:: Reading text ::

These days there’s a lot more awareness of the disparity between opportunities and salaries of women and men in the workplace.

While women are often at a disadvantage from the beginning of their careers 1, they also tend to spend more time away from work to have children and care for their families.

It’s about more than saving 

Women can be very good at saving. A financial literacy survey by the Australian Government found that women are highly confident in their saving habits 2. But they can be less confident when it comes to investing.

Women need to seek financial advice and make sure they’re making the most of their income and their time in the workforce—and a focus on investing can help build long-term wealth.

Women are closing the gap

Not only are women generally paid less than men but the average full-time working woman earns 17.6 per cent less than a man 3 over time. The good news is women’s super balances are on the rise.

In the 12 months to June 2015, women with superannuation had an average balance of $101,900 compared to the men’s average of $158,100. 

That means women have about 64.5% of the average male balance although it’s only around a decade ago when the average woman had just 57.6% (2005) 4.

:::
:: Listing ::

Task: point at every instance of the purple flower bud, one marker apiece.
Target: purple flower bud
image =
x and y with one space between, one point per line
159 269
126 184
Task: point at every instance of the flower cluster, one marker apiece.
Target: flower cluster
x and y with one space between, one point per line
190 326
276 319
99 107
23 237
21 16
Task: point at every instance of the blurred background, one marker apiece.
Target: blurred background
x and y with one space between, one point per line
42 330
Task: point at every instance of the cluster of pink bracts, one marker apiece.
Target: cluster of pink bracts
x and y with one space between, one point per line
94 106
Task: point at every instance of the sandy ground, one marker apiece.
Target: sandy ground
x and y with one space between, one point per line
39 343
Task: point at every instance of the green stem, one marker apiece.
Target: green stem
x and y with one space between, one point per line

:::
:: Listing ::

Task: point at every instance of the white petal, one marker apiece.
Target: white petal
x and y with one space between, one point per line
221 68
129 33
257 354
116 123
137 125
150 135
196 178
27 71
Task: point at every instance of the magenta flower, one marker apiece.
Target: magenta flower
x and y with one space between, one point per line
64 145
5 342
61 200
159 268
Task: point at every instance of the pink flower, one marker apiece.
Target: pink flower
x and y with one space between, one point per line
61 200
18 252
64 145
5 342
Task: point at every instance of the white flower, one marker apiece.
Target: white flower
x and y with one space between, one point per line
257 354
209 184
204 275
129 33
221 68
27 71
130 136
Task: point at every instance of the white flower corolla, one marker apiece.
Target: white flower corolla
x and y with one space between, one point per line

:::
:: Listing ::

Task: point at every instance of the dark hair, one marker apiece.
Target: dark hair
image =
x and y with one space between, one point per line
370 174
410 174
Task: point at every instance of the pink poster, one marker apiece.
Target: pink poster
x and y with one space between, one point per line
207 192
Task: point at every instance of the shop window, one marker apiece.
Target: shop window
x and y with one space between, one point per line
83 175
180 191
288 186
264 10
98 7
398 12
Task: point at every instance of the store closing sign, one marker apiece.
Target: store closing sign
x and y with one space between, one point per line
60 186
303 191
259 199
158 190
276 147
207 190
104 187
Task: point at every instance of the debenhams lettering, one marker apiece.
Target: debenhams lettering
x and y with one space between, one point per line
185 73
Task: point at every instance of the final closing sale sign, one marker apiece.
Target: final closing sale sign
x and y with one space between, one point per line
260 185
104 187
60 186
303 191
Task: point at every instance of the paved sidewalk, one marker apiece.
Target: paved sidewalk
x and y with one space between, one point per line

:::

Task requirements.
Write the next part of the piece on women and superannuation, starting after its final sentence. The records play no part in what comes next.

Expected answer.
How to build financial literacy

Every woman can do more to increase her financial literacy and be better off in the long term—consider our top tips.

1. Change your thinking - Ask yourself whether you expect to be comfortable in retirement and what proactive steps you’re taking today.

If you don’t have a strategy that goes beyond day-to-day budgeting, seek financial advice and gain a clear understanding of the opportunities you have to build investments and long-term wealth.

2. Aim for a specific super balance - Super is one of the most tax-effective environments for building long-term wealth so it’s worth paying attention to today. Set a dollar amount for your super balance and then use specific strategies―like salary sacrifice―to grow your super.

And make sure you’re not losing super money in extra fees. Get your super sorted today—it’s easy to consolidate your super and find any you may have lost along the way. Contact Us to help you do just that.

3. Establish a budget and invest - We can discuss your budget and work out where you’re spending your money. Then it is easy to organise and plan your spending or set up automatic deposits so your living expenses are taken care of. 

Then you can work towards setting money aside for additional investing outside of super. By investing a little amount on a regular basis you can make a very big difference to what you end up with.

4. Seek advice - 
If you’re considering investing in your future, speak to one of our advisers so you can plan ahead and set up an investment strategy to help you reach your goals—and above all, enjoy a comfortable retirement.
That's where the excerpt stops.